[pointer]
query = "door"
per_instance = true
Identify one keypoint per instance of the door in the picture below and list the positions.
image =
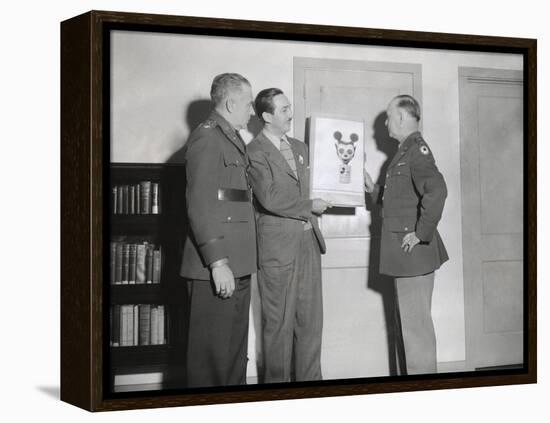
(357, 299)
(491, 139)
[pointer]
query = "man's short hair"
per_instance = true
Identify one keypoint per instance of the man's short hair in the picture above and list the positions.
(224, 83)
(409, 104)
(264, 101)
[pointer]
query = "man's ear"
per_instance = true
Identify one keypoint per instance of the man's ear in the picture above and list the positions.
(267, 117)
(229, 104)
(402, 116)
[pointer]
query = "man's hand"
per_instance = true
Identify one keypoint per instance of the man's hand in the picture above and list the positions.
(223, 278)
(369, 184)
(319, 206)
(409, 242)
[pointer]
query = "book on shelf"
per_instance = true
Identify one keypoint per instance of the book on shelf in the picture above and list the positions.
(137, 325)
(135, 263)
(143, 197)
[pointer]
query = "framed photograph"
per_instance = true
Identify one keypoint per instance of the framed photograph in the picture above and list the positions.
(337, 157)
(445, 126)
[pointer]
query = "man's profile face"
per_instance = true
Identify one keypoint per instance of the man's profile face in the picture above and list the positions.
(392, 120)
(282, 114)
(242, 106)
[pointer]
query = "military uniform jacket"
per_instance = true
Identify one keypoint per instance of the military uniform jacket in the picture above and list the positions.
(219, 208)
(282, 200)
(413, 199)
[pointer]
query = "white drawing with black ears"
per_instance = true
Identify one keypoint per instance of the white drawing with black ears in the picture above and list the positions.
(345, 149)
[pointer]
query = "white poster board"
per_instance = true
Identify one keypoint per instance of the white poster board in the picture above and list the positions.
(337, 154)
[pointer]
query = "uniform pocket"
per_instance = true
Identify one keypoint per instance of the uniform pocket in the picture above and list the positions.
(400, 223)
(233, 160)
(235, 211)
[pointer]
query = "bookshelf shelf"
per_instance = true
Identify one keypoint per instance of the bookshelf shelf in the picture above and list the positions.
(148, 321)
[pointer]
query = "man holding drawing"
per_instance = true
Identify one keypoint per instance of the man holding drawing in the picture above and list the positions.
(290, 245)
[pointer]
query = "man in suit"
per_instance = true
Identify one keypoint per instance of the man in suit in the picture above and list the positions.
(411, 248)
(290, 245)
(220, 249)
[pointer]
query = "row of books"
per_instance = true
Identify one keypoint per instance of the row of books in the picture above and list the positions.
(135, 263)
(140, 198)
(137, 324)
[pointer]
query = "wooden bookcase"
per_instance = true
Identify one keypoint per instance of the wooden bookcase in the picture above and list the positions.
(166, 230)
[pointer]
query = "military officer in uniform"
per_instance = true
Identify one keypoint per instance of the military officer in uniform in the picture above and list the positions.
(290, 245)
(220, 250)
(411, 248)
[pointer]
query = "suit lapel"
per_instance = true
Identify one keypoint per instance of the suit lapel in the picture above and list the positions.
(275, 155)
(298, 159)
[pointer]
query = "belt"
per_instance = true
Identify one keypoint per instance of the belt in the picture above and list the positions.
(229, 194)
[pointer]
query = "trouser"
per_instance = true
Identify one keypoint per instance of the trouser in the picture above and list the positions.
(414, 315)
(292, 315)
(218, 334)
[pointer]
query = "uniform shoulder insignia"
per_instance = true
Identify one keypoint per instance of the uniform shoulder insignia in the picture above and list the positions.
(424, 149)
(208, 124)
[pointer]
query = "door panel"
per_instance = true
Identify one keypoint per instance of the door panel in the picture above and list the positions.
(491, 137)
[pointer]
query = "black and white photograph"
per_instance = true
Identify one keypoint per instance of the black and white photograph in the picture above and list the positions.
(289, 211)
(237, 211)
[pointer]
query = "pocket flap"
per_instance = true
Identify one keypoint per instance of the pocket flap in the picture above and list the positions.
(400, 223)
(233, 160)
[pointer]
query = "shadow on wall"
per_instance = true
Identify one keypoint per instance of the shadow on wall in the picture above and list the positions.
(194, 115)
(377, 282)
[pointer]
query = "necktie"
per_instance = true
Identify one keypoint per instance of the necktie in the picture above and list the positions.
(286, 151)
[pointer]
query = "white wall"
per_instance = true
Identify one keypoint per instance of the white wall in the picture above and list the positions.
(157, 76)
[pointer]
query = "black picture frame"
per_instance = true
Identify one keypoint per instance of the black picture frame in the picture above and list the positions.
(85, 218)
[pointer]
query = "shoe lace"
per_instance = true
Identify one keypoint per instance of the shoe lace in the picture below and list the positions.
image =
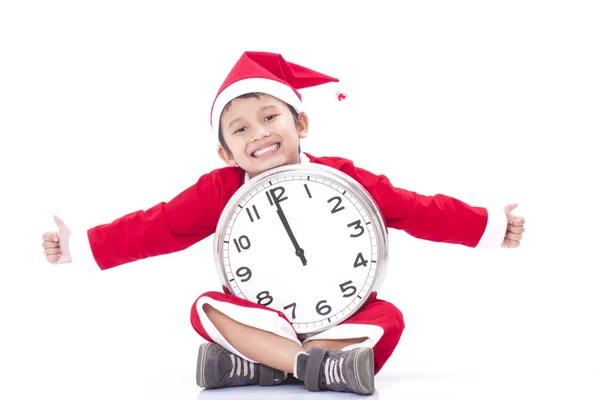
(238, 363)
(333, 371)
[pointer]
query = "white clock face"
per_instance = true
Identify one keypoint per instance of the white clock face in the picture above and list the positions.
(304, 245)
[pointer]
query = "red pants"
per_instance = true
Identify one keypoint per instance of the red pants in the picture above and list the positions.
(379, 321)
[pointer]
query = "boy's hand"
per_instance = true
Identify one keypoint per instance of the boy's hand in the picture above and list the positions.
(514, 229)
(56, 244)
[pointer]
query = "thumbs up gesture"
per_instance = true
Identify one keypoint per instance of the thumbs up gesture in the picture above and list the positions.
(514, 229)
(56, 244)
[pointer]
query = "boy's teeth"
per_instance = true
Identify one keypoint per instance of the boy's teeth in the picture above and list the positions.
(266, 150)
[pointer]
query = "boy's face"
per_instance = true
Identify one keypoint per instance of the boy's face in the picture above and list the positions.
(261, 134)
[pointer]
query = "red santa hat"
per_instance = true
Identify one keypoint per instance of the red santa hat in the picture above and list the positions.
(266, 73)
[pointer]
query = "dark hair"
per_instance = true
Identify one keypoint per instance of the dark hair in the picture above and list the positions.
(255, 95)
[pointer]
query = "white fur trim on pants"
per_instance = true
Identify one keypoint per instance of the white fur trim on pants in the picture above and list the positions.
(258, 318)
(373, 333)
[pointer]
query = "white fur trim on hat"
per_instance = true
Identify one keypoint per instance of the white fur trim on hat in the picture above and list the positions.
(274, 88)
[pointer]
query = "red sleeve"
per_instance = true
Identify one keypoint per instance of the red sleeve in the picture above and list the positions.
(166, 227)
(438, 218)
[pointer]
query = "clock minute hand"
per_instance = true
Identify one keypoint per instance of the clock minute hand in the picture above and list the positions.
(288, 229)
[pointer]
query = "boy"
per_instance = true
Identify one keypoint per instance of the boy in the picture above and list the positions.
(258, 119)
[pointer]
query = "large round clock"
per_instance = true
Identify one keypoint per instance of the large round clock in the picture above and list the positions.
(304, 239)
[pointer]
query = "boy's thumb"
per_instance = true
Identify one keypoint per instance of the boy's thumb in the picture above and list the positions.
(59, 223)
(510, 207)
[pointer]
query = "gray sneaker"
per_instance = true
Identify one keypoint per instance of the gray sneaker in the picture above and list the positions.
(337, 370)
(218, 368)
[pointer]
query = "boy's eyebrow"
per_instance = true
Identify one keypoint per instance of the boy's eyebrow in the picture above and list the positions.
(260, 109)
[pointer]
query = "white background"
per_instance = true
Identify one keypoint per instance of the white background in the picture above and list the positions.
(104, 110)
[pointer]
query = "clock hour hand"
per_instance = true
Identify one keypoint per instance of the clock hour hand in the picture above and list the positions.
(286, 225)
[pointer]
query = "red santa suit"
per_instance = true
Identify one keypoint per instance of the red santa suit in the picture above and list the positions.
(193, 215)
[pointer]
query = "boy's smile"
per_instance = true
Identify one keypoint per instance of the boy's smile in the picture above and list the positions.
(261, 133)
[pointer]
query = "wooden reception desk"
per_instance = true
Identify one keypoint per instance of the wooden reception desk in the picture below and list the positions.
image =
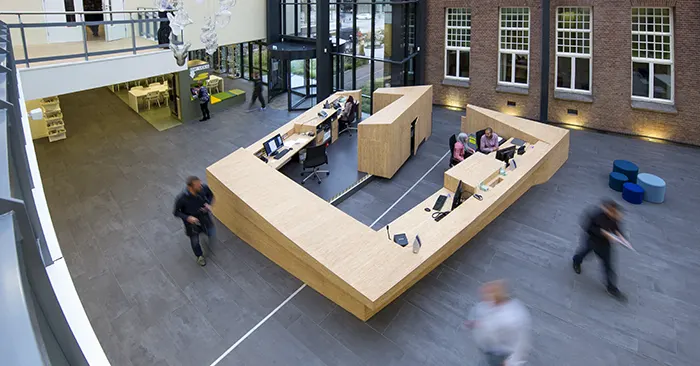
(352, 265)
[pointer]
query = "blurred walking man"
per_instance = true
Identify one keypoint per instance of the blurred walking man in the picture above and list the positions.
(257, 93)
(193, 206)
(600, 226)
(501, 326)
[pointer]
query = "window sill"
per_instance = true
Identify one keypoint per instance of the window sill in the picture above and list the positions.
(457, 83)
(513, 89)
(574, 97)
(654, 106)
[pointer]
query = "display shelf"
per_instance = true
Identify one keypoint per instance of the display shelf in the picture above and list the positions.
(53, 118)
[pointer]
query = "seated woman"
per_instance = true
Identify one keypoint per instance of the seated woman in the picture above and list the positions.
(461, 150)
(348, 113)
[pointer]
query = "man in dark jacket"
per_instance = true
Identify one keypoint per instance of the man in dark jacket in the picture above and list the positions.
(600, 227)
(257, 92)
(203, 96)
(193, 206)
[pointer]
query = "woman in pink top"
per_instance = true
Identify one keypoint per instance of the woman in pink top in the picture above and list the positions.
(461, 147)
(489, 141)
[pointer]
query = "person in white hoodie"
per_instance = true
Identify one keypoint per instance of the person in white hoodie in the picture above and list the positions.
(501, 326)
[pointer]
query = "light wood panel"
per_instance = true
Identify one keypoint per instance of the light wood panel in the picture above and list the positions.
(358, 268)
(473, 171)
(384, 140)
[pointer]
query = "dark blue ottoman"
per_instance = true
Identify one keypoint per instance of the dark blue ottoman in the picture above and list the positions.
(632, 193)
(627, 168)
(616, 180)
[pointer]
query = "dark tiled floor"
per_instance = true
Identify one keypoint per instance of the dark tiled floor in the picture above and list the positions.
(110, 187)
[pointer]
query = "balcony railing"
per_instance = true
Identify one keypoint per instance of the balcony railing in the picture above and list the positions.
(50, 37)
(34, 329)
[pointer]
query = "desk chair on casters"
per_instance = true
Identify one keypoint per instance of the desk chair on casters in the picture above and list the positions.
(315, 157)
(453, 141)
(354, 116)
(151, 97)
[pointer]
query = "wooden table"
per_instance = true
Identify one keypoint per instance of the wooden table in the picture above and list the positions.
(137, 93)
(298, 129)
(354, 266)
(295, 143)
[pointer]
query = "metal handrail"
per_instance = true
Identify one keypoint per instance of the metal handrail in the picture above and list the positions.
(34, 325)
(143, 17)
(3, 12)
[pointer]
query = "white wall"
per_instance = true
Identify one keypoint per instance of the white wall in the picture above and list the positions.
(50, 80)
(33, 36)
(248, 22)
(60, 278)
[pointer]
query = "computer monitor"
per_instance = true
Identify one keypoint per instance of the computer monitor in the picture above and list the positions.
(273, 144)
(457, 200)
(505, 154)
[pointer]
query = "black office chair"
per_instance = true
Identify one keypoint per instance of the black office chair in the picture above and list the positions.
(453, 141)
(315, 157)
(354, 116)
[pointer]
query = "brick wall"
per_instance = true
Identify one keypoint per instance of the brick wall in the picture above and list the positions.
(611, 108)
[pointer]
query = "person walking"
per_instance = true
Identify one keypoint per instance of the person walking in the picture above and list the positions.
(203, 96)
(601, 226)
(93, 6)
(193, 206)
(257, 93)
(500, 326)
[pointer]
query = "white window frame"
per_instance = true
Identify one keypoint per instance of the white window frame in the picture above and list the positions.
(458, 49)
(652, 61)
(573, 56)
(513, 53)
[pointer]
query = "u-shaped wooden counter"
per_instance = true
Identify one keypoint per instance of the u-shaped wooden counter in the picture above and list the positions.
(356, 267)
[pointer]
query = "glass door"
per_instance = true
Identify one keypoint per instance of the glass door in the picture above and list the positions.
(301, 91)
(277, 81)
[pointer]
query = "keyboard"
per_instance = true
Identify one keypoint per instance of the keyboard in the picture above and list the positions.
(281, 153)
(440, 202)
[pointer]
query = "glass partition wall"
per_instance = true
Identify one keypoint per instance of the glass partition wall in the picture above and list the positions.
(372, 45)
(239, 60)
(377, 45)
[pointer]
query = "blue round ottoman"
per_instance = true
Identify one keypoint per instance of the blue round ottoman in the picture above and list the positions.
(654, 187)
(616, 180)
(627, 168)
(632, 193)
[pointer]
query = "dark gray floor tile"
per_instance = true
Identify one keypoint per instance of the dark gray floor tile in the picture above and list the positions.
(360, 338)
(433, 340)
(272, 344)
(325, 347)
(313, 305)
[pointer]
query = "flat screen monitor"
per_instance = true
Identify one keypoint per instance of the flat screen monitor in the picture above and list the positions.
(505, 154)
(457, 200)
(273, 144)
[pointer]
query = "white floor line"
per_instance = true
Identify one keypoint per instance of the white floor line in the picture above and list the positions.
(216, 362)
(257, 326)
(409, 190)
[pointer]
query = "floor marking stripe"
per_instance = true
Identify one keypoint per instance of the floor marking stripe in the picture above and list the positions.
(216, 362)
(257, 326)
(410, 189)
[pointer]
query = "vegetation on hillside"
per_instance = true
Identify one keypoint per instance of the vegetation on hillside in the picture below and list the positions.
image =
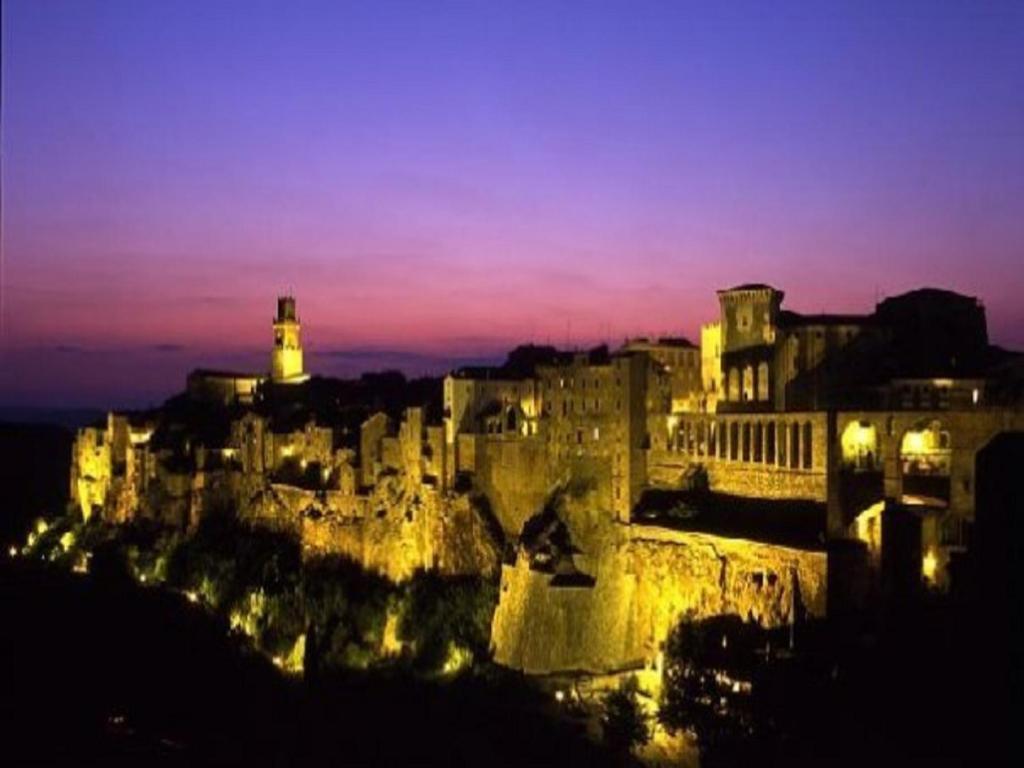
(314, 614)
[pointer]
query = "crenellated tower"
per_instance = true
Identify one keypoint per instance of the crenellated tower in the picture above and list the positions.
(286, 360)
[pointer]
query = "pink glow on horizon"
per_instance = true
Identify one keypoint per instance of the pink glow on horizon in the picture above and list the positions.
(451, 183)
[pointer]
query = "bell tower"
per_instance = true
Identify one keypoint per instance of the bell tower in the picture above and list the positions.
(286, 360)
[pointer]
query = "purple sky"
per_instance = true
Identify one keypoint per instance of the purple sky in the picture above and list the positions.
(441, 180)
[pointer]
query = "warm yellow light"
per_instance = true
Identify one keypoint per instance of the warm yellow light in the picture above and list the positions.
(913, 442)
(929, 565)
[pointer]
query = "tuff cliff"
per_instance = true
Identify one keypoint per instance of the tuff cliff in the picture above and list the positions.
(644, 581)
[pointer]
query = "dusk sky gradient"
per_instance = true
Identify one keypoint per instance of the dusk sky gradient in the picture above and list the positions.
(437, 181)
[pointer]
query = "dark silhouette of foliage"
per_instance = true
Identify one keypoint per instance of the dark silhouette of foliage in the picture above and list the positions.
(624, 723)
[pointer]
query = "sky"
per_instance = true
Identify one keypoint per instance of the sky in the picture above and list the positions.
(438, 181)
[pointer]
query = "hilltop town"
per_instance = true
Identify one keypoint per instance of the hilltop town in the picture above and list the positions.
(788, 466)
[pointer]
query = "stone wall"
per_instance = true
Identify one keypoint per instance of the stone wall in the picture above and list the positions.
(645, 582)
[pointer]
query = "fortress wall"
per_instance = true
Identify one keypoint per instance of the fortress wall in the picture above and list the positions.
(516, 476)
(644, 584)
(400, 537)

WHAT YOU NEED TO DO
For this listing, copy out every line that includes the word "shoe".

RESPONSE TO THIS EXERCISE
query = "shoe lace"
Identify one keypoint per instance of the shoe lace in the picture below and list the positions.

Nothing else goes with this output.